INSTRUCTION.
Using the post about the shop, explain in one to three sentences why a shelf or floor was built in the boat shed.

GIVEN TEXT.
━━━━━━━━━━━━━━━━

From the Shop: Making it Work
Fall seems to have come on quickly in New Hampshire this year. The maples around the shop and along the rivers are turning fiery yellows and reds. There’s a chill in the air and the fall rains have returned. The rivers a coming up a bit. And I’m thinking forward to winter and trying to prepare for it.
I’ve written before about my need for more space. In the past two years, I’ve added the Ion and Condor to the line up, and with minimum quantities on each boat, I’m basically now carrying twice as many boats in inventory as I was two years ago. It turns out these things take up a lot of space, and I need somewhere to put them. And I’ve got more thwarts and pieces of foam and jigs and templates laying around the shop for each boat too. My current shop just isn’t big enough, it’s not working.
Or… maybe I’ve been looking at it wrong. When I started all this nonsense (going on nine years ago!), I didn’t look at problems from the perspective of “Does this work?” Instead, I tried to ask “How do I make this work?” I liken it to running a hard rapid in a canoe. Many times, you have to look for a line that no one else is taking to make it work. It might not be the prettiest or smoothest or most styley line, but you can make it work.
The reality has set in that I’m not going to have a bigger shop before the snow starts flying this year, and in all likelihood, not until after the snow melts in the spring. So, the question becomes how do I move forward using the current space and resources I have. Now to be perfectly honest, the Blackfly shop is a disorganized mess right now. To be really honest, it’s ALWAYS a disorganized mess. I’m a bit embarrassed by it, and it’s frequently a cause of frustration and self-loathing for myself, but that’s the reality of it (do you really want to see how the sausage gets made?). I’ve realized I need to do better and be more efficient with how I use the space, so this Fall I’m embarking on a series of projects to make it work.
Step 1 was foam storage. I have a boat shed that’s 10 ft at the walls and 15ft to the peak of the roof so I can stand up Condors inside. Standing up a 6’9″ Ion leaves a lot of space above it. It made sense to build what is either a really overbuilt shelf or a really underbuilt floor above them to store foam while it’s waiting to be turned into saddles. I can’t store an entire shipment of foam there at once, but it goes a long way to free up the space the foam was taking up inside the shop
With space freed up in the shop, I was able to add two more rows of boat racks. I bumped them out farther than the existing racks, so each will hold 7 boats. All of a sudden, I had space for 14 more boats! After some more shuffling, I’ll add two more boats to each of the existing racks for another 8 boats. That should give me plenty of space to build out inventory through the winter. To make room for that, I’ll need to cut down the big table in the shop, which has taken on the role of being home for things that don’t otherwise have a home in the shop.

━━━━━━━━━━━━━━━━

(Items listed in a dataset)
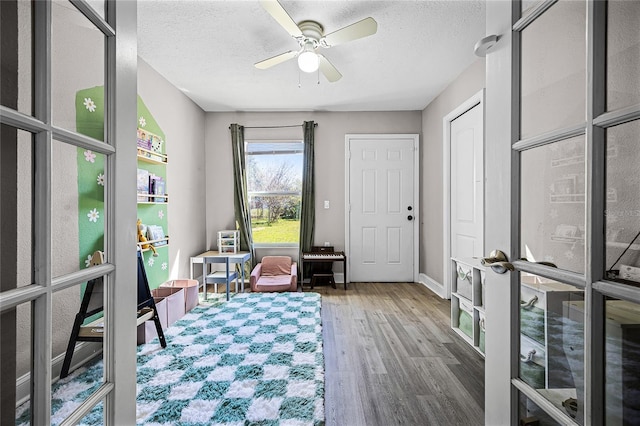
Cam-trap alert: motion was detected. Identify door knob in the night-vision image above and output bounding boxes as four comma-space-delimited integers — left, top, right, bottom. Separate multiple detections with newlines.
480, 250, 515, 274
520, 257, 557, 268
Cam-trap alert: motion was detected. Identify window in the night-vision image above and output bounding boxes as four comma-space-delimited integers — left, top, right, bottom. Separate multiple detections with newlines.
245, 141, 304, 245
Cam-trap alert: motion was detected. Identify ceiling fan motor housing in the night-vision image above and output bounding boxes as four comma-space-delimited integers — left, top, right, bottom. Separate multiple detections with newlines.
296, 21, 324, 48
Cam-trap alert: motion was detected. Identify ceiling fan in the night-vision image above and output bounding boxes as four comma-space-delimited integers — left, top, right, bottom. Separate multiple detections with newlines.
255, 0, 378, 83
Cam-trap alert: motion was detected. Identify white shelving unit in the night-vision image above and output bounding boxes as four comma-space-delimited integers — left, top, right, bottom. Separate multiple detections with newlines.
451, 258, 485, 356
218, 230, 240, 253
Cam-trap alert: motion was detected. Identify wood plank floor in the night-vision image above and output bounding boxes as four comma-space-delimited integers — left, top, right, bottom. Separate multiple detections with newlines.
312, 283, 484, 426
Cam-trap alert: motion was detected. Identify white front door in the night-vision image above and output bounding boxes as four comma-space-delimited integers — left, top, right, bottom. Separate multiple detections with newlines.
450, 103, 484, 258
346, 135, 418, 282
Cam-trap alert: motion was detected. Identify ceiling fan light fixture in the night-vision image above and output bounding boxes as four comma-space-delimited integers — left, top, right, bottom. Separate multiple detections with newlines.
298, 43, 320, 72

━━━━━━━━━━━━━━━━

FINAL ANSWER.
The shed is 15 ft high at the peak so Condors can stand inside, and a standing 6'9" Ion leaves a lot of empty space above it. A shelf or floor built over the boats uses that space to store foam waiting to be turned into saddles, which frees up the room the foam had taken in the shop.